[Opening Records to use section]
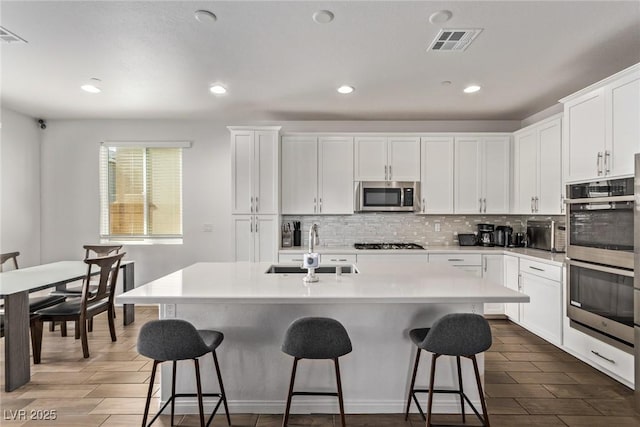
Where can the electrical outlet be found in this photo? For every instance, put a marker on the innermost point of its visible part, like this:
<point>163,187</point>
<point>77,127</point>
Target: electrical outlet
<point>169,311</point>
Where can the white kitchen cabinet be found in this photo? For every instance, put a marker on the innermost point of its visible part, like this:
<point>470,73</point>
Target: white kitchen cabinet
<point>436,183</point>
<point>254,170</point>
<point>256,238</point>
<point>537,173</point>
<point>543,314</point>
<point>601,128</point>
<point>493,270</point>
<point>512,281</point>
<point>317,175</point>
<point>382,158</point>
<point>481,180</point>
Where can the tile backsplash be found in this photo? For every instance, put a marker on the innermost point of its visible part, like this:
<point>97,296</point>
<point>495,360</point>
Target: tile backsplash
<point>345,230</point>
[Closing Records to use section]
Where does the word "part" occur in the records? Return every line that holds it.

Where can the electrical outlet be found in this photo? For every instance, put a marker on the innermost point of its visible part, like this:
Where can the white kitchen cabinet be found in this photo? For every instance, put a marker on the innermost point of its visible part, like this:
Where can the tile backsplash be found in this photo? For every instance, put a marker on the innermost point of its visible part, like this:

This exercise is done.